The input -

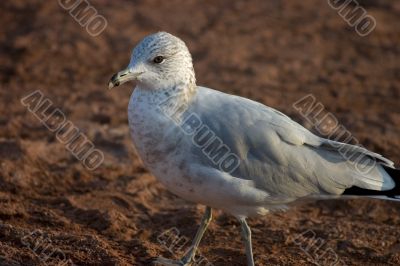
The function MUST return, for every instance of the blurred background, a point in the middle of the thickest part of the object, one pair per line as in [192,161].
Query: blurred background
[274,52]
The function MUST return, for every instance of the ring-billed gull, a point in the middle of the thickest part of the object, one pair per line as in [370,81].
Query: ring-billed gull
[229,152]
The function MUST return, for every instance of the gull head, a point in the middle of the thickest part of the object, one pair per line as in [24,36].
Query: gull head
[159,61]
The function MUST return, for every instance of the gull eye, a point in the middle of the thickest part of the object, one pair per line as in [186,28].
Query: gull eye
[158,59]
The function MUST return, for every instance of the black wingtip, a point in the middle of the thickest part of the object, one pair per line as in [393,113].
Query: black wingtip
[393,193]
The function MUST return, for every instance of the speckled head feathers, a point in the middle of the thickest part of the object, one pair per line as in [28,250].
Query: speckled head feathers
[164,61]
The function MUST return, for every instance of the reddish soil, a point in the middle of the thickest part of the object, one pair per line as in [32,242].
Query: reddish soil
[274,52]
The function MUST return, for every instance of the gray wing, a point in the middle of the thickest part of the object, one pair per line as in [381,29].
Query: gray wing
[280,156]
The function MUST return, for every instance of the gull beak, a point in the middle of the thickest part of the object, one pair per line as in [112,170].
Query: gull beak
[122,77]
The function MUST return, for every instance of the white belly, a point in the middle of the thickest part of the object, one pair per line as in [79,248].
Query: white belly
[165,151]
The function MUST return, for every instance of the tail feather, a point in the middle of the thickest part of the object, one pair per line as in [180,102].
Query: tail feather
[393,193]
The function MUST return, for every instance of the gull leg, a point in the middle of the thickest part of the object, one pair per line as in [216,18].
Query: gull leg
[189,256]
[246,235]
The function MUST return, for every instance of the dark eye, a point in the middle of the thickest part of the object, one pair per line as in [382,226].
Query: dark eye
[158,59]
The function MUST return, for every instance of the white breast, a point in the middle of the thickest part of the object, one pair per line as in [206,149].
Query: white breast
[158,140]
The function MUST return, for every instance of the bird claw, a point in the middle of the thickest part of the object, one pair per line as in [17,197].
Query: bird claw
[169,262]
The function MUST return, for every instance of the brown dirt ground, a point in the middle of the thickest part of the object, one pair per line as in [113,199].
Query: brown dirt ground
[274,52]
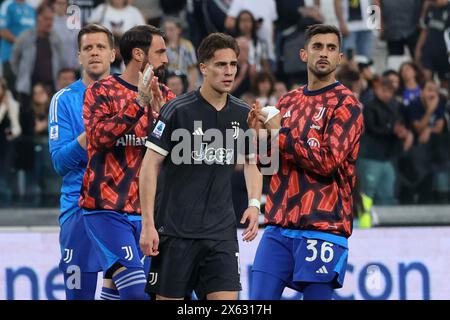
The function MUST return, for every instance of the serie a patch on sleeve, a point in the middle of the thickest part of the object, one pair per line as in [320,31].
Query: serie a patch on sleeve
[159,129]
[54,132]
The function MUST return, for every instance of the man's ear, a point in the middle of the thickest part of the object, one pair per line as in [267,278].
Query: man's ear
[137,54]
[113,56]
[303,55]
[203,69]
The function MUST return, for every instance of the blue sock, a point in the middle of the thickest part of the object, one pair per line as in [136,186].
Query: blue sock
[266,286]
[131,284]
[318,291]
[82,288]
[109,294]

Problem requirements - Give all the lines above again, character for character, without pictures.

Result -
The function MUST return, for every instance of the blurred background, a point in the middle of the thickest part of the object, one pair per line as in [192,161].
Query: blurred background
[274,52]
The function MUST return, for every instance of the ring-billed gull, a point in the middle of the thickest part of the object, one pair per line as in [370,81].
Query: ring-billed gull
[229,152]
The function MUST return, for every instance of the gull head, a point in the middle of the thickest part of the object, one pair per line as in [24,36].
Query: gull head
[159,61]
The function MUST return, for every instance of the gull eye, a point in the middle of the thickest part of the object, one pair per line as in [186,28].
Query: gull eye
[158,59]
The function MUST return, for every instance of the black wingtip, a point in the middle of the thickest part of the object, one pair per line as in [393,113].
Query: black wingtip
[393,193]
The function MUST return, for every instance of the speckled head feathers, a point in the middle of the thickest part of the object, one pair per line as in [28,250].
Query: speckled head feathers
[164,61]
The function MUST return, for every instance of the reddish soil, a point in the middle of the thickest part of the object, one pair per line as in [32,242].
Query: reddish soil
[274,52]
The function MUST return, for every instance of the gray wing, a point in the middle of the thickest part of the object, one pair per line as in [381,29].
Query: gray wing
[280,156]
The function MUST return, for every instance of the gull beak, a point in the middle of the thickest part of the object, one pair per line as in [112,170].
Query: gull beak
[122,77]
The function MUST return, for every instance of the white belly, a point in the middle of the thickest part of the object, one pair per line as in [79,248].
Query: white belly
[165,151]
The function MUST return, for every instance of the tail feather, a point in the middle of the thickest part of the object, one pair per line as in [180,102].
Query: tail feather
[393,193]
The function MUST return, for every instance of the gull leg, a point in the middle of the thickest part of the object, one pair per line as in [216,18].
Query: gull leg
[189,256]
[246,235]
The function MUST return, for every instance of the dark eye, a point in the middle of the thickest part of the object, one pair per line as in [382,226].
Query: dark eye
[158,59]
The function MUST return, for every instance of the white breast, a point in the middle of the thickest part of the object, one pair per line as in [206,149].
Query: white breast
[158,140]
The function MUST return, for every instance of the bird claw, a point in the middle of the thickest part of the object, one pair per line as in [17,197].
Query: bird claw
[169,262]
The function MUST return, for every instance of the brown dirt ground, a point in the middle of the thickest part of the object, one pair per line as in [113,199].
Query: brown dirt ground
[274,52]
The function MUST return, for every instance of the serie a patch on sleeve, a point in the middle of the thickest part of the object, one pair per line as in [320,31].
Query: serie a patch on sleeve
[159,129]
[54,132]
The function MUST return, for every instance of the man's ear, a point in the middle of the thickest part of the object, one pair per line as in [267,278].
Query: man's ear
[137,54]
[113,56]
[303,55]
[203,69]
The function MUST return, for every instance of the blue sock, a point in the middle of the thickest part of the object, one pair per line as in [136,186].
Query: blue sock
[266,286]
[131,284]
[318,291]
[82,288]
[109,294]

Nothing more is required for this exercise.